Les “temps intéressants” dans lesquels nous entrons diminuent cette sécurité. Dans un traitement psychanalytique, on apprend à clarifier ses désirs : est-ce que je désire vraiment ce que je pense que je désire? Prenez le cas proverbial d’un époux engagé dans une relation extra-conjugale passionnée, rêvant en permanence du moment où sa femme disparaîtra (mourra, divorcera de lui, ou fera n’importe quoi d’autre), pour qu’il puisse ensuite être en mesure de vivre pleinement avec sa maîtresse- quand cela arrive finalement, tout son monde s’effondre, il découvre qu’il ne veut pas non plus de sa maîtresse. Comme dit le vieux proverbe, il n’y a qu’une chose qui soit pire que de ne pas obtenir ce que l’on veut, c’est de vraiment l’obtenir. Les universitaires gauchistes approchent maintenant d’un tel moment de vérité : vous vouliez un véritable changement- maintenant vous pouvez l’avoir!

- Liste fournie -
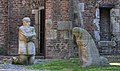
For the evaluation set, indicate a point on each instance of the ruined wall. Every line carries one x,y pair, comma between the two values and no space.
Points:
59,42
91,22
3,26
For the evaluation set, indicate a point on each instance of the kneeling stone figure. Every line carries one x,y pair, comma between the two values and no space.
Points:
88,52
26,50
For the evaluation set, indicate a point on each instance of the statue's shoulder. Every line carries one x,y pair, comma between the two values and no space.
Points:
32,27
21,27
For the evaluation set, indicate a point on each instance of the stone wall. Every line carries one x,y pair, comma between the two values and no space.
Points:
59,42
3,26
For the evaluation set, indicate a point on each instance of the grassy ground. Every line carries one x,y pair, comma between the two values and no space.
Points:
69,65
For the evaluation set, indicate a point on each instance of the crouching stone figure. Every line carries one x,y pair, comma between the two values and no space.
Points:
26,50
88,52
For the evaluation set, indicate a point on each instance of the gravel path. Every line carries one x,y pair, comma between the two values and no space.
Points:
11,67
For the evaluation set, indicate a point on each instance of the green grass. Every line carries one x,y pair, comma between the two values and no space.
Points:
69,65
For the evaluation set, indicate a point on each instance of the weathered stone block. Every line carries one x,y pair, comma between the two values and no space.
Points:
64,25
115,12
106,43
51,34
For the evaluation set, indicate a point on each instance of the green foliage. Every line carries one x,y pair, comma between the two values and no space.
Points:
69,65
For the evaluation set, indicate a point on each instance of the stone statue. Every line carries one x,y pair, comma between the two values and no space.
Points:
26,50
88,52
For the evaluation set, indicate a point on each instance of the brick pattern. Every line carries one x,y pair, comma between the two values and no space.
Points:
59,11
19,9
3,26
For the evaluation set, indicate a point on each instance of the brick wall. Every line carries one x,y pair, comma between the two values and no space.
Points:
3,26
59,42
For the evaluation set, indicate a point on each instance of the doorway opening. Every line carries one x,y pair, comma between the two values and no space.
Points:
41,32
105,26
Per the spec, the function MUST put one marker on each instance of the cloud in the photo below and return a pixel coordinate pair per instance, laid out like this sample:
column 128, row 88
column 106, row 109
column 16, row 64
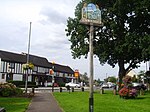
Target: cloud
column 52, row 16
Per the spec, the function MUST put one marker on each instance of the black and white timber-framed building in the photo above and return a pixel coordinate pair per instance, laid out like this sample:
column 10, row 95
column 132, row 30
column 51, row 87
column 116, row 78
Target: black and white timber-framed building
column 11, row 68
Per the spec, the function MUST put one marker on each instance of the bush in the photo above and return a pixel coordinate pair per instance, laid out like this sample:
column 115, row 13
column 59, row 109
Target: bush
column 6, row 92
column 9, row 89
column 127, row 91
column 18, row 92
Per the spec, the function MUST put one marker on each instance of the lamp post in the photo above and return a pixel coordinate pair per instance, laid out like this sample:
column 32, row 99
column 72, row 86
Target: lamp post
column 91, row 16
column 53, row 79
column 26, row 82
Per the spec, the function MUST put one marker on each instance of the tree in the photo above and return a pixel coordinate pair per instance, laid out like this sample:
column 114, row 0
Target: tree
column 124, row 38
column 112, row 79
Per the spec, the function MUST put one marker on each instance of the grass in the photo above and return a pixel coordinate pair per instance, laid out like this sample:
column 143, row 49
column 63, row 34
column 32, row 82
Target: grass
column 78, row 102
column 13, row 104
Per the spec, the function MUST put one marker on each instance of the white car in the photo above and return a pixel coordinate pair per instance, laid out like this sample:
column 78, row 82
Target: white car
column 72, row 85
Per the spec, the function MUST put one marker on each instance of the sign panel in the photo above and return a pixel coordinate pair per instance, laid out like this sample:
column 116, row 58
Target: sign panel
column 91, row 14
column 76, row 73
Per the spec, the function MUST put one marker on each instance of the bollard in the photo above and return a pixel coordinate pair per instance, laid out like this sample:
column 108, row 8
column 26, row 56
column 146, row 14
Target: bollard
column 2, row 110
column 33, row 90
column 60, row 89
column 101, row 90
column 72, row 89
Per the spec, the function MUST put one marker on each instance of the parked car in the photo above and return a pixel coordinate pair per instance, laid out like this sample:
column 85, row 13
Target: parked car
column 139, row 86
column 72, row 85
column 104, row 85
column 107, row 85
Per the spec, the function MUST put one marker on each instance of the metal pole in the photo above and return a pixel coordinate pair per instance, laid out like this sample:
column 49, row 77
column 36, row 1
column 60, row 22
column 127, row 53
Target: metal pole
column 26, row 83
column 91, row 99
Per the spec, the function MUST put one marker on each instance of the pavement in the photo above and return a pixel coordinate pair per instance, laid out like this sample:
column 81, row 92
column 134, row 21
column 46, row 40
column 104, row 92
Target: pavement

...

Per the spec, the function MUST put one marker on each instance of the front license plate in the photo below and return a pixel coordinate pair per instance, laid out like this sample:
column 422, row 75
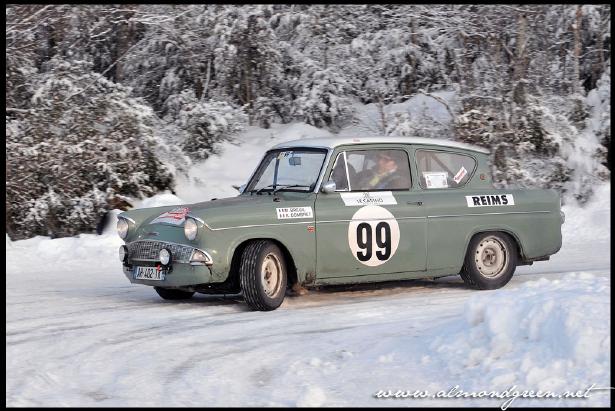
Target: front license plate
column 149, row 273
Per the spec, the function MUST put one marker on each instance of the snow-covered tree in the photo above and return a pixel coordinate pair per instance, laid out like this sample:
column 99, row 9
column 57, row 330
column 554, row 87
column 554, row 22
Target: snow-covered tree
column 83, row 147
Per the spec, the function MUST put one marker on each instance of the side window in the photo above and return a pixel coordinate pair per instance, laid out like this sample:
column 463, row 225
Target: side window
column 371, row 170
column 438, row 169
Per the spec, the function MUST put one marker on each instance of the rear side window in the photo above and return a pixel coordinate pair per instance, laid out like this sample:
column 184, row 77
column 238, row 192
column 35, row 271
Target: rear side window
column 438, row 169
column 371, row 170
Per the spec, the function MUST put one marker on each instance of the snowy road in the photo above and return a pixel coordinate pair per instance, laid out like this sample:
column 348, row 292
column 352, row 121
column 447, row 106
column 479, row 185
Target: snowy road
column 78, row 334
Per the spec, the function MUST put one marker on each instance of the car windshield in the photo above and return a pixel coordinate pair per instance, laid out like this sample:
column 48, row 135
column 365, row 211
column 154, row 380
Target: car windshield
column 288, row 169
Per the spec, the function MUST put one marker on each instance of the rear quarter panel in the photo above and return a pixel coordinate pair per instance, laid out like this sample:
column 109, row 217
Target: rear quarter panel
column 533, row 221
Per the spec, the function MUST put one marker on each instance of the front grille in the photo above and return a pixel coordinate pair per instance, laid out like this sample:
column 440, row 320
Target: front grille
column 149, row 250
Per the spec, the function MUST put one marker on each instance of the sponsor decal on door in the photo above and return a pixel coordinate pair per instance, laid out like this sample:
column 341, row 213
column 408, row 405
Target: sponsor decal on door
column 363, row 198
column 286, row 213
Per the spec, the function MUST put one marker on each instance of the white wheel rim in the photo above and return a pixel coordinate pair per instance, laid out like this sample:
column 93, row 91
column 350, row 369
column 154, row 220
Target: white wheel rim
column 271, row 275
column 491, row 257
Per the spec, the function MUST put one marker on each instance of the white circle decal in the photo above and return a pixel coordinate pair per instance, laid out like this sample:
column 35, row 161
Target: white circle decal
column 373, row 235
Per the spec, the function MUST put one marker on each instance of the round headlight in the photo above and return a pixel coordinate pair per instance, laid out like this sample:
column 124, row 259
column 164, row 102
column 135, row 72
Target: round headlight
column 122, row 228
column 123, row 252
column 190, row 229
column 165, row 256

- Consigne -
Recopiez en entier le texte sur le désir, sans y changer un seul mot. La liste n'a rien à voir avec le texte.

- Réponse -
Les “temps intéressants” dans lesquels nous entrons diminuent cette sécurité. Dans un traitement psychanalytique, on apprend à clarifier ses désirs : est-ce que je désire vraiment ce que je pense que je désire? Prenez le cas proverbial d’un époux engagé dans une relation extra-conjugale passionnée, rêvant en permanence du moment où sa femme disparaîtra (mourra, divorcera de lui, ou fera n’importe quoi d’autre), pour qu’il puisse ensuite être en mesure de vivre pleinement avec sa maîtresse- quand cela arrive finalement, tout son monde s’effondre, il découvre qu’il ne veut pas non plus de sa maîtresse. Comme dit le vieux proverbe, il n’y a qu’une chose qui soit pire que de ne pas obtenir ce que l’on veut, c’est de vraiment l’obtenir. Les universitaires gauchistes approchent maintenant d’un tel moment de vérité : vous vouliez un véritable changement- maintenant vous pouvez l’avoir!